* start GIVEN INFORMATION *

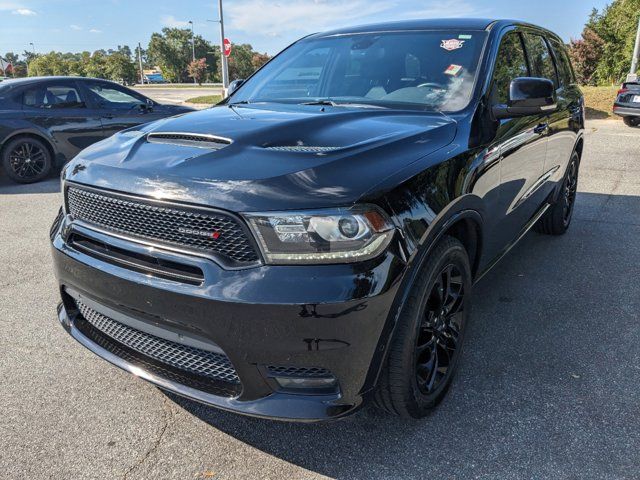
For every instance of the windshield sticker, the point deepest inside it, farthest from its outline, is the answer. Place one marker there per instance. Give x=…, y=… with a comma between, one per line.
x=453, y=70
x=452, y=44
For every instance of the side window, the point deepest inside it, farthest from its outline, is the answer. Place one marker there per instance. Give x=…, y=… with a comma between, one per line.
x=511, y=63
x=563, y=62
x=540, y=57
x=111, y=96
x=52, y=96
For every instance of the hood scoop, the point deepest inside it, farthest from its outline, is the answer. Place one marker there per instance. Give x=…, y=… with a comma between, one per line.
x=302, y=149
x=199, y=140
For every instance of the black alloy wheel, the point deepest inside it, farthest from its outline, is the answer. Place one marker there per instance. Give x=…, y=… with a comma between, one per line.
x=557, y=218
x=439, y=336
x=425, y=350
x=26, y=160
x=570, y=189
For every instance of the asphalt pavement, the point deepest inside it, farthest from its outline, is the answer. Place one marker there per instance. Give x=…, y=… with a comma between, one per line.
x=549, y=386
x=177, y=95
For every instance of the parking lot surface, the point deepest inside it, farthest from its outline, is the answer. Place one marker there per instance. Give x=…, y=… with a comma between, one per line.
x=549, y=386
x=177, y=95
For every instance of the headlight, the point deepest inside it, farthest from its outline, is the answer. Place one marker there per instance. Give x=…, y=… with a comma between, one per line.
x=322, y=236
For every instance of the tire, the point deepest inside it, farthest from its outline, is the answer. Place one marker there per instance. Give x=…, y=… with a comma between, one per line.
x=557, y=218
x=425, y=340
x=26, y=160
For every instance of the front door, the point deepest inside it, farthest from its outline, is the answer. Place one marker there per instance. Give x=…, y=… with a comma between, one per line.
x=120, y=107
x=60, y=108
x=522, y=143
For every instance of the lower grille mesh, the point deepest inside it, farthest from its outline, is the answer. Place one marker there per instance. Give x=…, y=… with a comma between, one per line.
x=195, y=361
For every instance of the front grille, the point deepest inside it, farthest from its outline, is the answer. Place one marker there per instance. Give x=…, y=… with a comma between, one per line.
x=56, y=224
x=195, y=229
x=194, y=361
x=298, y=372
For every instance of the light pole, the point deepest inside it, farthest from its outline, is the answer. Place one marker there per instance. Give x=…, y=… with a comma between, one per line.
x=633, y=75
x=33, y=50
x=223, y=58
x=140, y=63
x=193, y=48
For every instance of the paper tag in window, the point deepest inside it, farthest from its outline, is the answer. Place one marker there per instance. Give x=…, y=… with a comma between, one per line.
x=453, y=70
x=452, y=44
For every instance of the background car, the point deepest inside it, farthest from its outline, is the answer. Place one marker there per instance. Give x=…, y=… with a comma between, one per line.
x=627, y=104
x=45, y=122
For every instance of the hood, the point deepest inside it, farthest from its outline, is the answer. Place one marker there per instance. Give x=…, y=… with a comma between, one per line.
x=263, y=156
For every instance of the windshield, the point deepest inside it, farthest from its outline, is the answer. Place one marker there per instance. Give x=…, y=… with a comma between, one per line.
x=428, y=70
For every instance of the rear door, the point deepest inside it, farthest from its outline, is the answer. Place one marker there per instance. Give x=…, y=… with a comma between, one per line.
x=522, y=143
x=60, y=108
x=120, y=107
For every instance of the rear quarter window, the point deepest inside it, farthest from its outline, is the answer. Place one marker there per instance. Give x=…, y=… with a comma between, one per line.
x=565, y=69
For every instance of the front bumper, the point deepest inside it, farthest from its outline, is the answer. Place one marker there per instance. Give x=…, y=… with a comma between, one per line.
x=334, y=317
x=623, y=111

* end GIVEN INFORMATION *

THE PROBLEM: Reproduce exactly the lines from the one with "For every instance of the rear door, the" through the end of the entries above, both ends included.

ANSWER IN FULL:
For every instance of the rear door, the point deepest inside it, farthest from its outline, is the answer. Place one marker there per instance. Give x=…, y=… with a comma between, one per line.
x=522, y=143
x=60, y=108
x=120, y=107
For every instance of the rear quarter window, the point deepest inside it, farthest from its outline, is the answer. Place one marker there per instance. Give x=…, y=… with a comma between, one per line.
x=565, y=69
For every instance of the front bumper, the point deepest inside it, farthest from its outline, is the answer. Place one marker there per instance. Give x=…, y=… with a comma between, one per line.
x=334, y=317
x=623, y=111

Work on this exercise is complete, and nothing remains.